— What you should do —
Copy word for word the stretch of the Sacred Heart girls basketball article from "The program has" through "a step down.".

Sanchez categorizes himself as a motivator and positive thinker. He realized that he could not address his girls team with the same forceful tone he used with the boys. Still, he has got his point across.

“The girls want someone to discipline them,” he theorized. “ . . . It helped because they weren’t getting that before.”

One reason for the team’s success, according to the Sanchez, is “their ability to come down the floor and be very patient. They will pass up a mediocre shot to get a layup. We’re not a great fast-break team. Our game is a more finesse, slowdown type. We’re also capable of pounding it out inside the paint.”

Seniors Debbie Shaw, the point guard, and Janice Miller, the leading scorer, described their coach as “tough” and playfully grumbled that he stresses running in practice. But Sauer doesn’t feel that Sanchez has been unduly hard on players.

Advertisement

A ‘Special Team’

“His expectations are high, but they seem to rise to it,” said Sauer, who attends games when she isn’t coaching the swimming team or working toward her master’s degree in physical education at Cal State Northridge. “You can just see the development of the team from the beginning of the season. They work hard and put in a lot of time. Every team does, but that team’s been special. I couldn’t be more pleased.”

The other players are Sandi Shaw, Whitney Karm, Katie Ruck, Michelle Molina, Mara Konrad and Sarah Banales, daughter of JV Coach Joe Banales, whose team went 8-0 in league and 15-1 overall. So the future looks promising.

“The program is definitely on the upswing,” Sanchez said.

The program has enjoyed steady growth since Sauer, the mother of two pre-teen daughters, arrived in Flintridge from Cleveland 12 years ago as a one-person coaching staff.

Basketball, tennis, volleyball, swimming and softball teams at Sacred Heart have been successful over the past four years and a track team is in the planning stages, so Sanchez doesn’t feel his coaching of a girls team is a step down.

Studies Come First

“There are a lot of good opportunities (for male coaches) with girls athletics taking off,” he said. “The administration has been 100% behind me in everything I’ve done. They’re very easy to work for.”

— Records —
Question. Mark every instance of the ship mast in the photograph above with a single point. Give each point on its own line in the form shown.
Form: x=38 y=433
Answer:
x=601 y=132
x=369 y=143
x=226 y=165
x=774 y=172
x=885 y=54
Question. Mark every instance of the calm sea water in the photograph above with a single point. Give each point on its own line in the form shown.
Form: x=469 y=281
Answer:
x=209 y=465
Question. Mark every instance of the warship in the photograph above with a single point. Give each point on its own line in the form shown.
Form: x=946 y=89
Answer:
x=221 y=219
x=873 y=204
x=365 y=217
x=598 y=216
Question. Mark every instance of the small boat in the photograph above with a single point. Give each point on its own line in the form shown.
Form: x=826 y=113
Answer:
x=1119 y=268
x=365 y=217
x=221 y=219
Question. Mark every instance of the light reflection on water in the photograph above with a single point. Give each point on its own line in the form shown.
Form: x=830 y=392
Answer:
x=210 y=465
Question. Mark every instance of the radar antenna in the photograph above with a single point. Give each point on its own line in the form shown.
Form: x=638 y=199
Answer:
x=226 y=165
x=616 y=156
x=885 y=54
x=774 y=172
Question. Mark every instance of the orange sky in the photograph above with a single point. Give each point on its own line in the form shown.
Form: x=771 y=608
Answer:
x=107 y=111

— Exercise output —
The program has enjoyed steady growth since Sauer, the mother of two pre-teen daughters, arrived in Flintridge from Cleveland 12 years ago as a one-person coaching staff.

Basketball, tennis, volleyball, swimming and softball teams at Sacred Heart have been successful over the past four years and a track team is in the planning stages, so Sanchez doesn’t feel his coaching of a girls team is a step down.